• **Exercise prompt**:
For each statement, decide whether it agrees with the passage about Teresa Herman's farm. Answer yes or no, and quote the words from the passage that settle it. 1. Herman and her husband started farming in 1996. 2. Under the contract rules, the chicken company owned the houses. 3. The company collected the grown broilers at the end of an 8-week life.
START Provided passage
It’s never too late to change something that’s not working for you. That’s what farmer Teresa Herman has learned.
Herman’s grandparents raised chickens. So did her husband’s. So did their parents, and just about everyone else they knew in their tiny town of Taylorsville, North Carolina and in rural Alexander* County surrounding them. When she and her husband began farming themselves, in 1996, it was natural for them to turn to chickens too. They built some “houses”—long windowless barns that can hold 30,000 birds at a time—and signed on to the contract-farming system that everyone they knew lived under. Under the rules, laid down in the 1930s, they would own the houses, and take on whatever debt was necessary to improve them. But the chicken company that held their contract—and brought them chicks, sent them feed and medications, checked up on their progress with field technicians and veterinarians, and collected the grown broilers at the end of their 6-week life—would own everything else.
END Provided passage
START Records
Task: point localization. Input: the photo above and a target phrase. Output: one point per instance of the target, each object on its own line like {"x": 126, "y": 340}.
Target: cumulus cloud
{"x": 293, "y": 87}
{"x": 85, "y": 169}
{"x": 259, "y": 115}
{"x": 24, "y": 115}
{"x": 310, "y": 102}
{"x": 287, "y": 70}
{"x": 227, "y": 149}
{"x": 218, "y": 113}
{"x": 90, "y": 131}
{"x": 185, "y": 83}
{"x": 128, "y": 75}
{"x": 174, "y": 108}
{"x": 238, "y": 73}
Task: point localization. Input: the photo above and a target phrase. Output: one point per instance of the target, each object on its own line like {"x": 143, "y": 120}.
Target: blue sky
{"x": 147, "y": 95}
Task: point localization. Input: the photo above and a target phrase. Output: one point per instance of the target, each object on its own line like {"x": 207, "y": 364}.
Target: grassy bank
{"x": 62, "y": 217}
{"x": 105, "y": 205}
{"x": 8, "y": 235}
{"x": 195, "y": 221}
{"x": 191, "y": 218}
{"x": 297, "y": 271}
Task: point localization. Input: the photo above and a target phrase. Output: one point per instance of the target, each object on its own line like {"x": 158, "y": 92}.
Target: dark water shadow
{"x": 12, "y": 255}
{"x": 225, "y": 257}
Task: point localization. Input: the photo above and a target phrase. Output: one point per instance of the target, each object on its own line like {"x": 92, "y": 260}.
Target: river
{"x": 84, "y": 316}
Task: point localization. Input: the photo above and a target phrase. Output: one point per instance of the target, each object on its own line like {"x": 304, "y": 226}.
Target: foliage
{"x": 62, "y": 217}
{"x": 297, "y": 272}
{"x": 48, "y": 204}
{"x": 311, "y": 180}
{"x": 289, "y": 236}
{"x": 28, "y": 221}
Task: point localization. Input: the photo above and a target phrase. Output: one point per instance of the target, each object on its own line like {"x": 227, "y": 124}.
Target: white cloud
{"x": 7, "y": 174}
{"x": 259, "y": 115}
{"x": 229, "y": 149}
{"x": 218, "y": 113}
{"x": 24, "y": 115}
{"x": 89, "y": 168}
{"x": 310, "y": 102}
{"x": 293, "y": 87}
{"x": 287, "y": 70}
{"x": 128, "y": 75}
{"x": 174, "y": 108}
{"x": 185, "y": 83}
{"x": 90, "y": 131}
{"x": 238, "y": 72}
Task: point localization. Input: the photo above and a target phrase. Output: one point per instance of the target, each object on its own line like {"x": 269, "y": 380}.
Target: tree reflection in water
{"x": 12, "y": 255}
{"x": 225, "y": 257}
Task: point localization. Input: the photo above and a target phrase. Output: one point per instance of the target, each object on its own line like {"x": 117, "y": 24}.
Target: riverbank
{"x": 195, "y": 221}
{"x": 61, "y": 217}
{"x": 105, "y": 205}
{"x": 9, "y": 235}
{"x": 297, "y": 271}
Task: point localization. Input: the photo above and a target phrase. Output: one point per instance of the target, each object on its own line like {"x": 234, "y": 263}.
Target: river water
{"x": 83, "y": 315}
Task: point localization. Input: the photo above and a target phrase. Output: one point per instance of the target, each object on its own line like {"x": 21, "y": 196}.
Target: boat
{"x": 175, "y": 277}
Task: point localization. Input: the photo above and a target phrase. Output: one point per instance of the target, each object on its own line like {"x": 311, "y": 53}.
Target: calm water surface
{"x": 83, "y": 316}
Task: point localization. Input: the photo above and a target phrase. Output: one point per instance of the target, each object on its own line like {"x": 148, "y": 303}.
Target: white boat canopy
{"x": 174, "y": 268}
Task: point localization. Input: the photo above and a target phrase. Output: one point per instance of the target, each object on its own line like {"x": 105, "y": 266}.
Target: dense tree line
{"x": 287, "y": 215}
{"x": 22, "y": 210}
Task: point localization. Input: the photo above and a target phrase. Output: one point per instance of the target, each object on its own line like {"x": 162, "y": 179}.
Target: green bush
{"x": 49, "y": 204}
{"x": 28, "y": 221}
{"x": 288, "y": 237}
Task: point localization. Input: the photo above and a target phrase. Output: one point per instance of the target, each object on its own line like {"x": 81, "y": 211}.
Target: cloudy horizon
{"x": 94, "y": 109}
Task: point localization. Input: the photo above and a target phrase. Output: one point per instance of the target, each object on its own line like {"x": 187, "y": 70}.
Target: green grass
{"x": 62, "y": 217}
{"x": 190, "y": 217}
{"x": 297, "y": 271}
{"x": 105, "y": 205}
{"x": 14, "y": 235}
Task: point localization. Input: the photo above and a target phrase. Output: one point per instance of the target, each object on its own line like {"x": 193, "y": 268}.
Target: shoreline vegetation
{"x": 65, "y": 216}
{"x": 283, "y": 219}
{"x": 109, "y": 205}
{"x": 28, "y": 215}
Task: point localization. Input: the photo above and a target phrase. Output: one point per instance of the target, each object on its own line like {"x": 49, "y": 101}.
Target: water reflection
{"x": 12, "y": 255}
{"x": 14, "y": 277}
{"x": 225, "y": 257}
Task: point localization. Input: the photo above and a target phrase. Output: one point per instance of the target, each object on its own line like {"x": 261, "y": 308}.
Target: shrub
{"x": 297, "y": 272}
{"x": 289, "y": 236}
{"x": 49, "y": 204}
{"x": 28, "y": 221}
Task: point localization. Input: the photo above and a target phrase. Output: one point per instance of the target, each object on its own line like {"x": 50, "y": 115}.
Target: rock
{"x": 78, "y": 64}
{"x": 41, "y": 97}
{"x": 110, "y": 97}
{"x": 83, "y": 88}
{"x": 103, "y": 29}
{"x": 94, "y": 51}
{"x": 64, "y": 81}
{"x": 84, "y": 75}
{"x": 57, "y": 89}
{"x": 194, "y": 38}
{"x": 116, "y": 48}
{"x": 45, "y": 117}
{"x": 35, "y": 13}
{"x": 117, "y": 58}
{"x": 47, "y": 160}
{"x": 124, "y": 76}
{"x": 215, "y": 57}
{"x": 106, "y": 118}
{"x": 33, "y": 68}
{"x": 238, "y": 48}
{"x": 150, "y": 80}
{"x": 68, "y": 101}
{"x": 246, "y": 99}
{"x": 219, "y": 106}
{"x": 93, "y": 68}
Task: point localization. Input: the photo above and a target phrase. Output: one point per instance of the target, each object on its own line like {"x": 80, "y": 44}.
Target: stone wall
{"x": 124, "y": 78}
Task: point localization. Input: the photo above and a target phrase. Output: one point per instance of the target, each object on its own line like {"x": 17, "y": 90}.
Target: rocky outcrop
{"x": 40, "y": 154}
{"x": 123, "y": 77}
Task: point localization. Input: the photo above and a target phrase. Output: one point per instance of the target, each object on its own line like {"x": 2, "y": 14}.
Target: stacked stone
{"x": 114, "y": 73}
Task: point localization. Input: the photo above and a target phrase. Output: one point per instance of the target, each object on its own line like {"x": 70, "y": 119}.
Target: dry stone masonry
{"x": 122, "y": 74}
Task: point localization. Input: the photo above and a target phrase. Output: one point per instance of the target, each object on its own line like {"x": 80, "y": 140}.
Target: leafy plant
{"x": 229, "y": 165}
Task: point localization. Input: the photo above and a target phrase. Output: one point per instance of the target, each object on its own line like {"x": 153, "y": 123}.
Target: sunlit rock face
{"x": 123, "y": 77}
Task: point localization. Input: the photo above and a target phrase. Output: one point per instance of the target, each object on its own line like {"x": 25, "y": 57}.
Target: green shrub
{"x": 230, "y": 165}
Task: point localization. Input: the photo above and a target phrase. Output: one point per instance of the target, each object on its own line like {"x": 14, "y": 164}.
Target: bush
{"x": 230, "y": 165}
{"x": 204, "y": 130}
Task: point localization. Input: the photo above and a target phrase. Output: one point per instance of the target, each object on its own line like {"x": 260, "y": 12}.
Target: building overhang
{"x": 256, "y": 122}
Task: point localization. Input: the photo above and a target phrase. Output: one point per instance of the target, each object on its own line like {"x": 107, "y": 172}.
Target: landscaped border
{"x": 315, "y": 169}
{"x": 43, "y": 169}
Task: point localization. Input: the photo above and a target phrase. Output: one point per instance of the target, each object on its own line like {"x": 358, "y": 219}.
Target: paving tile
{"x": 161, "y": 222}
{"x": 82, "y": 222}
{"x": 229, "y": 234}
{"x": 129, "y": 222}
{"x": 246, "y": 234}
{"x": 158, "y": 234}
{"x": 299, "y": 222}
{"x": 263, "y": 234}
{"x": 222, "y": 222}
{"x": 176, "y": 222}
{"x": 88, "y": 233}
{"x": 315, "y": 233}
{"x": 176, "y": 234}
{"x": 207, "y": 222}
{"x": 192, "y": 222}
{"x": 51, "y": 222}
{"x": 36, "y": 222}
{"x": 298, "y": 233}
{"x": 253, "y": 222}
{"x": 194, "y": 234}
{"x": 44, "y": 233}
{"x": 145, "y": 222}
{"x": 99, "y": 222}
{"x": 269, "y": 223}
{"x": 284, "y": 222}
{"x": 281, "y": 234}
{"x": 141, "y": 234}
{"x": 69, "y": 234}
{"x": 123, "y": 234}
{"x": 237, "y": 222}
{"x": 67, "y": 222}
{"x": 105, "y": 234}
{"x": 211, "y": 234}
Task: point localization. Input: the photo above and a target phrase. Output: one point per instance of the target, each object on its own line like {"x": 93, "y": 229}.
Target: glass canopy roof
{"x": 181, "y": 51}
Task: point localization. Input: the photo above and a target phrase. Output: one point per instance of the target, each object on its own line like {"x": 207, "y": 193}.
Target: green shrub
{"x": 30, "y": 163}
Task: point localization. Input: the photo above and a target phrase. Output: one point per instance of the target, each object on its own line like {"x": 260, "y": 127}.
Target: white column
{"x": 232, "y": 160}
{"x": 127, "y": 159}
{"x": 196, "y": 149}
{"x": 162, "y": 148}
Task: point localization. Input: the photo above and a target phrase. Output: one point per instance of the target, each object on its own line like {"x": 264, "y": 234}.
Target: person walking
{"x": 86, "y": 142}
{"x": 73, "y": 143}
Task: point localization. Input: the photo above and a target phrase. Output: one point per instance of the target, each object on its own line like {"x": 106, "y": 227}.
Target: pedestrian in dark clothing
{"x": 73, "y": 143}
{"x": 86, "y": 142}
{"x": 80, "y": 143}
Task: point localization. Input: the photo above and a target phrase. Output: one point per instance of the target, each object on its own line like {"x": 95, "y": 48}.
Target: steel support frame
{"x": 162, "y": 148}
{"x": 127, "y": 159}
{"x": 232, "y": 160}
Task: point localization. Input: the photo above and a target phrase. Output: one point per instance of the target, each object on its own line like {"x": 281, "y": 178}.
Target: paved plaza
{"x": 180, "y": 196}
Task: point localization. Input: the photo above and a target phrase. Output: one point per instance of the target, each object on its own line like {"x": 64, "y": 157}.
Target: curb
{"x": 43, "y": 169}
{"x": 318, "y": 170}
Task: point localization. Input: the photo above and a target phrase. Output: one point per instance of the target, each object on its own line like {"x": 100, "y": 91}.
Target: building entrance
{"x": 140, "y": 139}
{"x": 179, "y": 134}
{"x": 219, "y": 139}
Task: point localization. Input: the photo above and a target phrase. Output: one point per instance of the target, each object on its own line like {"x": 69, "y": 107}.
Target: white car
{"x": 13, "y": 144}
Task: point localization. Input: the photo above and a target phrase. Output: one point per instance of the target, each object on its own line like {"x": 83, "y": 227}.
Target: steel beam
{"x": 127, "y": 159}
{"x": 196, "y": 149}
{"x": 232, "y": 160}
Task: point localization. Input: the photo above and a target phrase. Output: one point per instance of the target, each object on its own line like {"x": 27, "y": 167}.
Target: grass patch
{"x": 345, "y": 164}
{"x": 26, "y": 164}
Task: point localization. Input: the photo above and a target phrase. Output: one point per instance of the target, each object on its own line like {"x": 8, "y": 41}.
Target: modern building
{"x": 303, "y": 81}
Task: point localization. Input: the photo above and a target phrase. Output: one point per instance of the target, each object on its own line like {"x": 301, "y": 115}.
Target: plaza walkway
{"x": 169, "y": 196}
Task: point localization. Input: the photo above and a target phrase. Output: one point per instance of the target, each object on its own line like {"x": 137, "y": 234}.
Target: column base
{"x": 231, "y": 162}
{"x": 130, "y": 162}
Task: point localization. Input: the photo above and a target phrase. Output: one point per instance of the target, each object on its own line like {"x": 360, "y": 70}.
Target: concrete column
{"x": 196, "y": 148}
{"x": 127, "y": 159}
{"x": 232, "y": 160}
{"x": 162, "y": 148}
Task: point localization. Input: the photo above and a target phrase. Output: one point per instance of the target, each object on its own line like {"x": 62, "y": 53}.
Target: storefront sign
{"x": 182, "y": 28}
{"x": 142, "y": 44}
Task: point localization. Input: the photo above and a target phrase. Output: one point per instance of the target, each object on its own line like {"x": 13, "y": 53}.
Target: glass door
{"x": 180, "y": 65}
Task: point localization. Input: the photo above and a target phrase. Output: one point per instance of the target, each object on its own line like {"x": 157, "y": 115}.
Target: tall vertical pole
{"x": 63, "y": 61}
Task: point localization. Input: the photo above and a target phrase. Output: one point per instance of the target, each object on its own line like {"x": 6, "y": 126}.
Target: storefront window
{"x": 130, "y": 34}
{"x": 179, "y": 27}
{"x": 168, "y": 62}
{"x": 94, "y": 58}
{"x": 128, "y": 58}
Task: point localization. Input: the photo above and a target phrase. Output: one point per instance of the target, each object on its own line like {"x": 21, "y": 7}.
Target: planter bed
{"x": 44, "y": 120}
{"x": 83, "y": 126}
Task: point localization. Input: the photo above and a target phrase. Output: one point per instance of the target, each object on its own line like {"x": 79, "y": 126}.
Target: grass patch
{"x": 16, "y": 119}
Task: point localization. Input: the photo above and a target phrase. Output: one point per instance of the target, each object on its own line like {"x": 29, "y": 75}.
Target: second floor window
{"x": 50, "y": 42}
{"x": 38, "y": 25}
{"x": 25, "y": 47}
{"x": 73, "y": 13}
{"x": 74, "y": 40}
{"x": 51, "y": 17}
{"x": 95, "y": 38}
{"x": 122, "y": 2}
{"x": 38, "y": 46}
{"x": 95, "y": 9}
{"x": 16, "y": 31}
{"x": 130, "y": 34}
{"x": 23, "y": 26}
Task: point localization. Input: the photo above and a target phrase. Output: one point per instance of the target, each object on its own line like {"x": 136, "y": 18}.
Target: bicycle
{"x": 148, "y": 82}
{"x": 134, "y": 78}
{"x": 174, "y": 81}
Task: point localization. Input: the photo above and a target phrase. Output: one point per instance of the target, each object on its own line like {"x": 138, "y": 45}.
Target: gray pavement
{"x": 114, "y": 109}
END Records
• **Answer section**:
1. Yes: "When she and her husband began farming themselves, in 1996"
2. No: "they would own the houses, and take on whatever debt was necessary to improve them"
3. No: "collected the grown broilers at the end of their 6-week life"